→ **ASSIGNED TASK**
Reprint all entries without any alteration.

DATA EXTRACTS Block Start

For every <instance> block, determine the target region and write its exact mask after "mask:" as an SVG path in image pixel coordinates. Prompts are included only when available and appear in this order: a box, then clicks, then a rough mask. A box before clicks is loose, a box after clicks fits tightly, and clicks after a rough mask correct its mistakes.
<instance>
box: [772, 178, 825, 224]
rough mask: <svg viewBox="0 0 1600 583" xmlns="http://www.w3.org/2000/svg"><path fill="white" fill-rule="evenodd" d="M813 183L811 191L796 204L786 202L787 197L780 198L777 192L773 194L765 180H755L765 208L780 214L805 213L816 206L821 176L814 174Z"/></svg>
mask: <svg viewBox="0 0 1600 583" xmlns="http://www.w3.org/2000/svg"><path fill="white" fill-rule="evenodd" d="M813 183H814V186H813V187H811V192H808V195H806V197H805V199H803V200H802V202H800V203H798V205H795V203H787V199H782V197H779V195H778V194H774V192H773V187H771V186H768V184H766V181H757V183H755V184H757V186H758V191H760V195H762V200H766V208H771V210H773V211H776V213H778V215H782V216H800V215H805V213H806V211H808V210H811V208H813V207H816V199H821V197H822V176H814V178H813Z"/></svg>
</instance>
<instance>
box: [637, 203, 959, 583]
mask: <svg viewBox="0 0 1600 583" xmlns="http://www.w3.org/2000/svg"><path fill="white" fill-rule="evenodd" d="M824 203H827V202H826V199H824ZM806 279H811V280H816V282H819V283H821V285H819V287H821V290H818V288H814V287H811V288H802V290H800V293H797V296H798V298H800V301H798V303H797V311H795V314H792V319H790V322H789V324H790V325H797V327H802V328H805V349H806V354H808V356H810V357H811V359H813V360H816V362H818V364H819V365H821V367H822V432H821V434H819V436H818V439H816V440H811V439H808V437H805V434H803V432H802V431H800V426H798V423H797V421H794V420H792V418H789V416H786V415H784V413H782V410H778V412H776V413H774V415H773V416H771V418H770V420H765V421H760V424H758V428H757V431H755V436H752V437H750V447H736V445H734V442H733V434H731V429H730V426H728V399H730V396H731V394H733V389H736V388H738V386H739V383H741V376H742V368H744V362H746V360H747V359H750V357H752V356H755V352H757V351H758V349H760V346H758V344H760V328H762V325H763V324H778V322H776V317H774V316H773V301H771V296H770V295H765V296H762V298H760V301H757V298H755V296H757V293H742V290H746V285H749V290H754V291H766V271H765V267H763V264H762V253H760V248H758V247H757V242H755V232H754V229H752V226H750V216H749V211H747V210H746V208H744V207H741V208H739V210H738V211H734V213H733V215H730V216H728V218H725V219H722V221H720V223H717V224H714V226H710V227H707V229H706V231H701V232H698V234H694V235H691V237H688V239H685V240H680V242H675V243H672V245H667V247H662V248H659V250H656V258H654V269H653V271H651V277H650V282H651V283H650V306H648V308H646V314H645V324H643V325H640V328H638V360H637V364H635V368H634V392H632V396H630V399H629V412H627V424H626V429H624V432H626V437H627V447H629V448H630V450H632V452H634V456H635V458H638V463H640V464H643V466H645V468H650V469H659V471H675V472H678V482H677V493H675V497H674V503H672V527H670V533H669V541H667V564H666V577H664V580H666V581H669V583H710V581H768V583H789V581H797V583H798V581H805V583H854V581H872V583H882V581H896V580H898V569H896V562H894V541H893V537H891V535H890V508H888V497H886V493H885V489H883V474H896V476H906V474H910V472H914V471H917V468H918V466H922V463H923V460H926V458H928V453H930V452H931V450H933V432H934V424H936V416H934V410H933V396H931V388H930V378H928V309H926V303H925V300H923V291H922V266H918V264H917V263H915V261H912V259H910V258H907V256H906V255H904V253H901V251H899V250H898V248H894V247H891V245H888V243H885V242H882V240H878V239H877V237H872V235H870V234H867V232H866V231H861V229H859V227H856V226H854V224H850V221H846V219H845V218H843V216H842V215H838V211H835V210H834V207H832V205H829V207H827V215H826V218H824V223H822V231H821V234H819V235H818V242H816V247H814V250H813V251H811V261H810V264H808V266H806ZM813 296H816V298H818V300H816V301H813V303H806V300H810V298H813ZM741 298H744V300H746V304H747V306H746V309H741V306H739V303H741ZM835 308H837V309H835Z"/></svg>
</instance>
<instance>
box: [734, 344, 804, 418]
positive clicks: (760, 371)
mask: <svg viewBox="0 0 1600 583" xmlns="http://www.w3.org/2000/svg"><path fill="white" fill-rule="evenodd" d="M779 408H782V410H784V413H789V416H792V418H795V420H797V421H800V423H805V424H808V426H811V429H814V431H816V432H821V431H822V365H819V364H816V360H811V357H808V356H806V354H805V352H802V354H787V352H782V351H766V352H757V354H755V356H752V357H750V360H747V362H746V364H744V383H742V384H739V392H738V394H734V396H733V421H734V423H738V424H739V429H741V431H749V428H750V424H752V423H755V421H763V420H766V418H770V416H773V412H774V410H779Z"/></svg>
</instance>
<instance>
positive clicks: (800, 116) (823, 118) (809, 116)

DATA EXTRACTS Block End

→ **OUTPUT FOR THIS TASK**
For every <instance> block, determine the target region and write its exact mask after "mask:" as an SVG path in image pixel coordinates. Prompts are included only when available and appear in this order: a box, then clicks, then a rough mask. A box before clicks is loose, a box after clicks fits tightly, and clicks after a rough mask correct its mistakes.
<instance>
box: [772, 178, 825, 224]
rough mask: <svg viewBox="0 0 1600 583" xmlns="http://www.w3.org/2000/svg"><path fill="white" fill-rule="evenodd" d="M813 183L811 191L796 204L786 202L787 197L780 198L777 192L773 194L765 180H755L765 208L780 214L805 213L816 206L821 176L814 174Z"/></svg>
mask: <svg viewBox="0 0 1600 583" xmlns="http://www.w3.org/2000/svg"><path fill="white" fill-rule="evenodd" d="M813 183H814V186H813V187H811V192H808V195H806V197H805V199H803V200H802V202H800V203H798V205H795V203H787V199H782V197H779V195H778V194H774V192H773V187H771V186H768V184H766V181H757V183H755V184H757V186H758V191H760V195H762V200H766V208H771V210H773V211H776V213H778V215H782V216H800V215H805V213H806V211H808V210H811V208H813V207H816V199H821V197H822V176H814V178H813Z"/></svg>
</instance>
<instance>
box: [637, 203, 959, 583]
mask: <svg viewBox="0 0 1600 583" xmlns="http://www.w3.org/2000/svg"><path fill="white" fill-rule="evenodd" d="M824 203H827V202H826V199H824ZM806 279H811V280H816V282H819V283H821V285H819V287H821V290H818V288H814V287H811V288H802V290H800V293H797V296H798V298H800V301H798V303H797V311H795V314H792V319H790V322H789V324H790V325H797V327H802V328H805V349H806V354H808V356H810V357H811V359H813V360H816V362H818V364H819V365H821V367H822V432H821V434H819V436H818V439H816V440H811V439H808V437H805V434H803V432H802V431H800V426H798V423H797V421H794V420H792V418H789V416H786V415H784V413H782V410H778V412H776V413H774V415H773V416H771V418H770V420H765V421H760V424H758V428H757V431H755V436H752V437H750V447H736V445H734V442H733V434H731V429H730V426H728V399H730V396H731V394H733V389H736V388H738V386H739V383H741V376H742V368H744V362H746V360H747V359H750V357H752V356H755V352H757V351H758V349H760V346H758V344H760V328H762V325H763V324H778V322H776V317H774V316H773V301H771V296H770V295H765V296H762V298H760V301H757V298H755V296H757V293H742V290H746V285H749V290H754V291H766V271H765V267H763V264H762V253H760V248H758V247H757V242H755V232H754V229H752V226H750V216H749V211H747V210H746V208H744V207H741V208H739V210H738V211H734V213H733V215H730V216H728V218H725V219H722V221H720V223H717V224H714V226H710V227H707V229H706V231H701V232H698V234H694V235H691V237H688V239H685V240H680V242H675V243H672V245H667V247H662V248H659V250H656V258H654V269H653V271H651V277H650V282H651V283H650V306H648V308H646V314H645V324H643V325H640V328H638V360H637V364H635V368H634V392H632V396H630V399H629V412H627V424H626V429H624V432H626V437H627V447H629V448H630V450H632V452H634V456H635V458H638V463H640V464H643V466H645V468H650V469H659V471H675V472H678V482H677V493H675V497H674V503H672V527H670V533H669V541H667V564H666V577H664V580H666V581H669V583H710V581H768V583H789V581H797V583H798V581H805V583H854V581H872V583H882V581H896V580H898V569H896V562H894V541H893V537H891V535H890V508H888V497H886V493H885V489H883V474H896V476H906V474H910V472H914V471H917V468H918V466H922V463H923V460H926V458H928V453H930V452H931V450H933V432H934V424H936V416H934V410H933V396H931V388H930V378H928V309H926V303H925V300H923V291H922V266H918V264H917V263H915V261H912V259H910V258H907V256H906V255H904V253H901V251H899V250H898V248H894V247H891V245H888V243H885V242H882V240H878V239H877V237H872V235H870V234H867V232H866V231H861V229H859V227H856V226H854V224H850V221H846V219H845V218H843V216H842V215H838V211H835V210H834V207H832V205H829V207H827V215H826V218H824V223H822V231H821V234H819V235H818V242H816V247H814V250H813V251H811V261H810V264H808V266H806ZM813 296H816V298H818V300H816V301H813V303H806V300H810V298H813ZM741 298H744V300H746V304H747V306H746V309H741V306H739V303H741ZM835 308H837V309H835Z"/></svg>
</instance>
<instance>
box: [734, 344, 804, 418]
positive clicks: (760, 371)
mask: <svg viewBox="0 0 1600 583" xmlns="http://www.w3.org/2000/svg"><path fill="white" fill-rule="evenodd" d="M779 408H782V410H784V413H789V416H792V418H795V420H797V421H800V423H805V424H808V426H811V429H814V431H816V432H821V431H822V365H819V364H816V360H811V357H808V356H806V354H805V352H802V354H787V352H782V351H766V352H757V354H755V356H752V357H750V360H747V362H746V364H744V383H742V384H739V392H738V394H734V396H733V421H734V423H738V424H739V429H741V431H749V428H750V424H752V423H755V421H763V420H766V418H770V416H773V412H774V410H779Z"/></svg>
</instance>
<instance>
positive clicks: (800, 116) (823, 118) (809, 116)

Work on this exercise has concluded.